Lemi Ghariokwu in his studio in Lagos
Lemi Ghariokwu in his studio in Lagos

Before he turned  20, Lemi Ghariokwu, the artist who designed 26 jacket covers for Afrobeat creator Fela Anikulapo-Kuti’s music, knew he was ‘gonna make it in Art’. The year (1974) his first collage graced Fela’s ‘Alagbon Close’ album, Ghariokwu recalls, “It was a hit cover. I became an instant star and I was just 19.”  That was largely because the illustration on the album was reviewed by the local media.

The following year, with the backing of his mom and a candid, brotherly advice from Fela, the gifted Ghariokwu decided against pursuing a course in Arts at the University. Instead, he set out to collect as many relevant books on the subject, pored over them passionately and got inspired by their varied content.

His first purchase, a hard-cover book titled ‘Picture History of World Art’ (by Nathaniel Harris), stirred up his creativity on end. A line drawing by Mattisse spawned a new image in the young Ghariokwu’s mind, which he drew in black in on the opposite page. He bought more books and he was soon drinking from the fountain of creative greats like: Da Vinci, Michelangelo, Picasso, Rembrandt, and lots more creative geniuses.

It was actually in the first few pages of his first purchase that he wrote two prophetic paragraphs in black ink, an agenda-setting of sorts: it was a soul-searching entry, a clear-headed assessment of his understanding of purpose and destiny, and why every human being on earth owe it to themselves to discover their own reason(s) for being, their life’s trajectory.

“There is a billion ways of making headway in life. It’s either early in your lifetime, later or never…I don’t believe in mediocrity. I believe solely in the best thing…for anything worth doing at all is worth doing better,” one portion reads.

> **DATA SECTION**:
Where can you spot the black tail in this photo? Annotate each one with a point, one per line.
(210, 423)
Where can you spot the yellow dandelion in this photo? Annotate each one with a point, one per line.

> **REQUIREMENTS**: Continue the article about Lemi Ghariokwu, picking up right after its final paragraph.

> **EXPECTED ANSWER**:
At the time, he believed had found his, and he was even so cocksure that, sooner or later, he would ‘make it in Art—and make it, I will’.

So for four straight years, Ghariokwu worked closely with Fela and was even a regular face at the late musician’s four weekly shows at Kalakuta/Afrika Shrine: Ladies’ Nite (Tuesday); Yabis Nite (Friday); Comprehensive Show (Saturday), Sunday Jump.  At the time, he had stopped attending church services (he was raised a Roman Catholic, confirmed as Michael) and so it was not too hard for him to fit into the creative maelstrom that Fela birthed. For a 20-year old, the exposure must have been an eyeful.

“I thank my stars that I was able to hold my head; it was a total weird experience, a different world entirely,” Ghariokwu says, going down memory lane in his studio in Lagos. “Here I was in the midst of these crazy, weird, creative genius, iconoclast, traditionalist, revolutionary and egalitarian world. I preserved myself. I didn’t go through all the craziness, the madness. If I had been lost in that euphoria, I may not be here today because I know what has happened to some people who didn’t get their bearings right.”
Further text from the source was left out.